## Problem statement
Please turn the lines of the records below, from the line containing "Can you find the potted" through the line containing "232], [336, 216]]", into a numbered list with any blank lines omitted.

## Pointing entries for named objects
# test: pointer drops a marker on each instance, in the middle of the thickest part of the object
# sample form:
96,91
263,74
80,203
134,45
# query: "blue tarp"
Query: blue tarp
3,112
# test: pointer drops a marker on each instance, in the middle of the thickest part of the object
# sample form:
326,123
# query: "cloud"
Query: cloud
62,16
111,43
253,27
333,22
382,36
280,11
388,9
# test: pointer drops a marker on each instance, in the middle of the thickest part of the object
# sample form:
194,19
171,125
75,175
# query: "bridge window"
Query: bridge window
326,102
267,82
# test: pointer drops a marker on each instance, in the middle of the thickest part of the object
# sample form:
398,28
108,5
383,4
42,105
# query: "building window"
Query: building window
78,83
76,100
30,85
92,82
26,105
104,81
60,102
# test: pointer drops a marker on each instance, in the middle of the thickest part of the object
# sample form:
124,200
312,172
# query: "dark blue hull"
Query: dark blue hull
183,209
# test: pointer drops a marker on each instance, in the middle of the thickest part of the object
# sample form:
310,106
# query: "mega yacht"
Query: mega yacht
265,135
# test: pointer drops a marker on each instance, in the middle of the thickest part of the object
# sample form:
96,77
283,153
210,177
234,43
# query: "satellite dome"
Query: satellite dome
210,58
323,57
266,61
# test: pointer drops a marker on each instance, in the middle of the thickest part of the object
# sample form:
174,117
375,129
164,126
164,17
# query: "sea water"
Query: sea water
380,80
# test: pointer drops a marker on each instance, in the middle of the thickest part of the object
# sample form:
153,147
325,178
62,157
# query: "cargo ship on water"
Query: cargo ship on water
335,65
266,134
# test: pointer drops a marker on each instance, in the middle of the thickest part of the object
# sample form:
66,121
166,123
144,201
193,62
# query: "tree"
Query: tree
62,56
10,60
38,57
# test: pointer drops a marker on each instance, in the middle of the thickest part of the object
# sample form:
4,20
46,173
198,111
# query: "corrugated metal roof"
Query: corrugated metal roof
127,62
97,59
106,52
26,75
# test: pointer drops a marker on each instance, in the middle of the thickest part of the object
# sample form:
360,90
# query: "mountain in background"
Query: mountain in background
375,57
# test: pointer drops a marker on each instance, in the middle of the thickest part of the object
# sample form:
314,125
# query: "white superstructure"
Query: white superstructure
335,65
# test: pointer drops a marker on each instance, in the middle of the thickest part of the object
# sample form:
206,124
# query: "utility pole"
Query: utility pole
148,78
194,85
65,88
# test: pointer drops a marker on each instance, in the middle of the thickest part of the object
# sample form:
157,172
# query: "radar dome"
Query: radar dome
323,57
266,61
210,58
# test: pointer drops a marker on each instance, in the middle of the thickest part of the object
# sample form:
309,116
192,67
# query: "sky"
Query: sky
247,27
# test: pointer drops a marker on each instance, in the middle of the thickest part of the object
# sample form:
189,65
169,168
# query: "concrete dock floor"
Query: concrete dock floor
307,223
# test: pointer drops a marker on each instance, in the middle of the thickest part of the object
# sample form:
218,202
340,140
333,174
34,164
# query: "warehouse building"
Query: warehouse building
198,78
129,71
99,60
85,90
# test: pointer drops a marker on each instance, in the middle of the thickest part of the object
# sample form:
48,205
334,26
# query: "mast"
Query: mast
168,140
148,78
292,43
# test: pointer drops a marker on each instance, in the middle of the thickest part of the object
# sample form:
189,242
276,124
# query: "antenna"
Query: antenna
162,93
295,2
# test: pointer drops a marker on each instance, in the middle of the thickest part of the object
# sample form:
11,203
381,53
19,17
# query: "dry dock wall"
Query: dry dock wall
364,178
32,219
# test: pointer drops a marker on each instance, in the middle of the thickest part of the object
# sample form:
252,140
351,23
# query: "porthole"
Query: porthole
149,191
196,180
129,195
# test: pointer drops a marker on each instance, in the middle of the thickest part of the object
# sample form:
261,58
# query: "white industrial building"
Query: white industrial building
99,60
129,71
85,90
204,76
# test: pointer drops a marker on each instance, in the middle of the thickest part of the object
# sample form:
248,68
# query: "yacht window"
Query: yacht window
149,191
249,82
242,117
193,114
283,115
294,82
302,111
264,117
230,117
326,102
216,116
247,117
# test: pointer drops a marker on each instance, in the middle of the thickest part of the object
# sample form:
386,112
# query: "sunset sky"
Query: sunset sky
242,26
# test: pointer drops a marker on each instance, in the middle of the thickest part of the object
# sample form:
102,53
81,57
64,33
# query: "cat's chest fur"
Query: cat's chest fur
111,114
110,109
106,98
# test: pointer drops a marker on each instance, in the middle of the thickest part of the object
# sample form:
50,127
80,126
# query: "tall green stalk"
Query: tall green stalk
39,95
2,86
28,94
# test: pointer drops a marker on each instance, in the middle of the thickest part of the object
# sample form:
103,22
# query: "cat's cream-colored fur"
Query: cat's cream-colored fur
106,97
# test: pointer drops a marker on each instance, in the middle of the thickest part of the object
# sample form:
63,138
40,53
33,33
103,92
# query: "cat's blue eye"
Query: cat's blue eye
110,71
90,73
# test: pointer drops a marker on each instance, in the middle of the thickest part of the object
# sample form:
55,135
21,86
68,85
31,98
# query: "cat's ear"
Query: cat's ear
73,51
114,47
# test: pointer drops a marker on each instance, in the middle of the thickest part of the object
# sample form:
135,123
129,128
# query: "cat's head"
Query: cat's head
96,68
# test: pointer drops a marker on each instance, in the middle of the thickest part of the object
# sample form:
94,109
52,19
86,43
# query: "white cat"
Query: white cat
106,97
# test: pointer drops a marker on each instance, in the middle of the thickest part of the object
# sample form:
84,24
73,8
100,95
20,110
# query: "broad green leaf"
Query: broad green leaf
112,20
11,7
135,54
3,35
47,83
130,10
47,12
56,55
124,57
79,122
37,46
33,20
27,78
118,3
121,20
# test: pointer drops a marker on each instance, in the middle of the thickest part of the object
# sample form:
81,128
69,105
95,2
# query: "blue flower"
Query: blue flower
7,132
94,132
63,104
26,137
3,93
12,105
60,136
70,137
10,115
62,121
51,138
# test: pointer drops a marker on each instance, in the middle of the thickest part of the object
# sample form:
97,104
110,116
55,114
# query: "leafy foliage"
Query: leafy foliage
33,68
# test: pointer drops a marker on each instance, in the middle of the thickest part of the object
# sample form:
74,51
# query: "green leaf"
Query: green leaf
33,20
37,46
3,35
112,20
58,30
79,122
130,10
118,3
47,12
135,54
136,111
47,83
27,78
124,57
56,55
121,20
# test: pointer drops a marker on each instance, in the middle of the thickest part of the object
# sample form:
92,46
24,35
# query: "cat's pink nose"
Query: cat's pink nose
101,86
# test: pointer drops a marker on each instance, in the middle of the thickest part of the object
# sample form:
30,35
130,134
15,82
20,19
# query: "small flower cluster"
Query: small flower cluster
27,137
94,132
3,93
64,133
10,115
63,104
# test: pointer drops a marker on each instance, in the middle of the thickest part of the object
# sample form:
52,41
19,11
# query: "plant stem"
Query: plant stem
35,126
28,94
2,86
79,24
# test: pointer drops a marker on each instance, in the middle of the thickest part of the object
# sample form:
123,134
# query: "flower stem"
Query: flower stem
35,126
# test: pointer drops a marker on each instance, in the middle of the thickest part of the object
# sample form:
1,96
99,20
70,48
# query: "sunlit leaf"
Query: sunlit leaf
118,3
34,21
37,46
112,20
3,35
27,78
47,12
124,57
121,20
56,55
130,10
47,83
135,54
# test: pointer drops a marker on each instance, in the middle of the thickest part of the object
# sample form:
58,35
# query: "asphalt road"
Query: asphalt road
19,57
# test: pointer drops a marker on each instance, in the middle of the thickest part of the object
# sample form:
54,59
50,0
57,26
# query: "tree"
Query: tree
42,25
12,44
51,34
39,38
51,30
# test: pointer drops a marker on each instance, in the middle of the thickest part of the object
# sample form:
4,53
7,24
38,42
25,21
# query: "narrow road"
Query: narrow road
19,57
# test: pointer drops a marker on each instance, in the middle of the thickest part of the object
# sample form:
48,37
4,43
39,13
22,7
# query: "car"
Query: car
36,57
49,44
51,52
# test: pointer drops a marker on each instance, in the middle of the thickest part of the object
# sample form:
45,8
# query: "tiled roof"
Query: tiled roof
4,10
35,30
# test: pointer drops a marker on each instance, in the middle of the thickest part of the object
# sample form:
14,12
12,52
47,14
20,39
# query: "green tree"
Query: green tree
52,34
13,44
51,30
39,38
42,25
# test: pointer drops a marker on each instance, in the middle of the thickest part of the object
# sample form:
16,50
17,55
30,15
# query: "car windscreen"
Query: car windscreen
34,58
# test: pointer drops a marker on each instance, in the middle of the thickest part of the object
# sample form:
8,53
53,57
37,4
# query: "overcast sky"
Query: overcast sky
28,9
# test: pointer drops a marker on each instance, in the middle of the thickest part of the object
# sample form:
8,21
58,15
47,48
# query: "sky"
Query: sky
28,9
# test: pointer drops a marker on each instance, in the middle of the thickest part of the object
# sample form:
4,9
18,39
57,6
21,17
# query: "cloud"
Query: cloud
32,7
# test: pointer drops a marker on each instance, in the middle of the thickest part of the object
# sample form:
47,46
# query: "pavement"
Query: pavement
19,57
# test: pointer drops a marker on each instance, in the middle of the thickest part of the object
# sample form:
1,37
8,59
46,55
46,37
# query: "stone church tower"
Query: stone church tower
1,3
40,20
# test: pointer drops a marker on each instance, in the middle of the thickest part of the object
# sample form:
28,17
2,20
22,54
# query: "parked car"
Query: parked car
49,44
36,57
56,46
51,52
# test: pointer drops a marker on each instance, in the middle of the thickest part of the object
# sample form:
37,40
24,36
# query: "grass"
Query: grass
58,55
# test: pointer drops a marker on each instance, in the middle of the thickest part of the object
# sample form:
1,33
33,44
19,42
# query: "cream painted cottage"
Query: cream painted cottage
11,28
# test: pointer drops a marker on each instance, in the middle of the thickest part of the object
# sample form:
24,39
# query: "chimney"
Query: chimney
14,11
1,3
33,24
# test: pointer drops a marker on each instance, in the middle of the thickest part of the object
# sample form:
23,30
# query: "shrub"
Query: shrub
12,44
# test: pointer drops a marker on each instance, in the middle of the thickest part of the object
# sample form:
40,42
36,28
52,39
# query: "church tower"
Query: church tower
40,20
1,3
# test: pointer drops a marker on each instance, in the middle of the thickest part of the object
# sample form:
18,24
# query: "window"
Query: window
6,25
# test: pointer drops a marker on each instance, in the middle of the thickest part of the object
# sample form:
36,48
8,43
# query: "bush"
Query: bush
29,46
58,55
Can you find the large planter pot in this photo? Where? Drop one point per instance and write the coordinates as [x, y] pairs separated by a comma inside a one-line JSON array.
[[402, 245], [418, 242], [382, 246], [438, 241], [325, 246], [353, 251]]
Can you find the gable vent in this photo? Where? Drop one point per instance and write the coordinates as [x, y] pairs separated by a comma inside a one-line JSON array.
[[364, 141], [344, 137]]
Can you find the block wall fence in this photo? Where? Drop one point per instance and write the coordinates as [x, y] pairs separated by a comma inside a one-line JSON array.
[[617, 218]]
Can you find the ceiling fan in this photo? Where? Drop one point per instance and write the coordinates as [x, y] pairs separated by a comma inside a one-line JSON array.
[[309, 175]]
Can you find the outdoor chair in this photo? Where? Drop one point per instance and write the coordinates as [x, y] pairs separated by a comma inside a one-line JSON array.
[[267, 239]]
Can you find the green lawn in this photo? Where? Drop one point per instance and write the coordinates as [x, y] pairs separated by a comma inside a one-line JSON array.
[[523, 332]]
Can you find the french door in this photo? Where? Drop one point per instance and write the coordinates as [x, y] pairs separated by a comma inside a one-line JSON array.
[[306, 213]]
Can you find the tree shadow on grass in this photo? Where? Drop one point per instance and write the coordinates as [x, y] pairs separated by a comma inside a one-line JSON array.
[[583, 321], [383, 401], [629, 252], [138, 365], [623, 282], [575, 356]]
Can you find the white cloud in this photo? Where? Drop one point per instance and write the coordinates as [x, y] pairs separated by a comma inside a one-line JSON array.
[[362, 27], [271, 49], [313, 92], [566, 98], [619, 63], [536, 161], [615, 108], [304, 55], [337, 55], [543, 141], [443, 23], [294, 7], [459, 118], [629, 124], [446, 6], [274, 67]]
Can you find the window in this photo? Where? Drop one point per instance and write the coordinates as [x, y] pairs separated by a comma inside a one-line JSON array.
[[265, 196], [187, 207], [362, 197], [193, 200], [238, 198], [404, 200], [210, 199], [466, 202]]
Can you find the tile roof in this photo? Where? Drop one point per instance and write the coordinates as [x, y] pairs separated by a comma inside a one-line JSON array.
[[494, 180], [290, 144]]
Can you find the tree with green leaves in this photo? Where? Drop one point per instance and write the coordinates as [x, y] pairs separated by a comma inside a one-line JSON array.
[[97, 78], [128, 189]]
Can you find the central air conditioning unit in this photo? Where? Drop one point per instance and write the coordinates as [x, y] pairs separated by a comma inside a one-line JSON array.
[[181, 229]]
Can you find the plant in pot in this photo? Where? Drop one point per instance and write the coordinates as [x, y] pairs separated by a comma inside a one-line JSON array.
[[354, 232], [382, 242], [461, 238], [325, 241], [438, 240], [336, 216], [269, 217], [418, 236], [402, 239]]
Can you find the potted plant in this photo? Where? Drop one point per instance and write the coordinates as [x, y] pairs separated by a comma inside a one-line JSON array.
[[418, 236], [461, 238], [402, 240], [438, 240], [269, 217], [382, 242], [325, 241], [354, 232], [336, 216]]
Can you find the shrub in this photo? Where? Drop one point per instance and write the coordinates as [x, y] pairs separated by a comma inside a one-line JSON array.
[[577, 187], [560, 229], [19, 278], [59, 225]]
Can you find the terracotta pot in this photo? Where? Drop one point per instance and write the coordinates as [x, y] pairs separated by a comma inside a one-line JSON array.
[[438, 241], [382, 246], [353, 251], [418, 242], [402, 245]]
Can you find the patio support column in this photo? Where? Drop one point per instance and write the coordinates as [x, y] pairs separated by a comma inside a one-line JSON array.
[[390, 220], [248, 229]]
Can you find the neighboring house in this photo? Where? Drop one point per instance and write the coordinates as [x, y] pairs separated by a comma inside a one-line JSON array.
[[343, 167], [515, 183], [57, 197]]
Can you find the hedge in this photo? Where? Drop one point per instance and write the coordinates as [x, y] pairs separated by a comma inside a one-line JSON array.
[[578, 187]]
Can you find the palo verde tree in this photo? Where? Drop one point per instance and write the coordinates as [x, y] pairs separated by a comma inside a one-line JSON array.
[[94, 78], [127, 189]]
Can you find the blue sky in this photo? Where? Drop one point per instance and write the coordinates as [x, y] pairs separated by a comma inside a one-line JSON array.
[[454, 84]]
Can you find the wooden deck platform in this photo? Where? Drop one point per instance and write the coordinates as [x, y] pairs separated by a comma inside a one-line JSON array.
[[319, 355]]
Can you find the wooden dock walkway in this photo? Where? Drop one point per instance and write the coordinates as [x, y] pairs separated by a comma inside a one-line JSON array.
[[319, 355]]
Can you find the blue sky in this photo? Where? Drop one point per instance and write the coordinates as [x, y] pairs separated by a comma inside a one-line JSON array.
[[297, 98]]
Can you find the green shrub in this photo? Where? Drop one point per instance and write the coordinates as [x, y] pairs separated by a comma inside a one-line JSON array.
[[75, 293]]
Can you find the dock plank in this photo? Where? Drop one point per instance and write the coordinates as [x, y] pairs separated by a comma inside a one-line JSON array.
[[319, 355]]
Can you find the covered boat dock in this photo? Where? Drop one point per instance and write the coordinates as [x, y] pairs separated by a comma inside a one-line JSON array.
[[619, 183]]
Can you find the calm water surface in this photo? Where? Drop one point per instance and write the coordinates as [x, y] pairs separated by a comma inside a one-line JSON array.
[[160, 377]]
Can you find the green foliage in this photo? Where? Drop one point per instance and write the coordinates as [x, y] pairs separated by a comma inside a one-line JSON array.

## Result of this exercise
1. Can you find the potted plant in this photo? Where? Drop one point per instance and write the coordinates as [x, y] pairs separated by a comma inside a one-line JSON array.
2. [[418, 236], [461, 238], [402, 240], [438, 240], [269, 217], [382, 242], [325, 241], [354, 232], [336, 216]]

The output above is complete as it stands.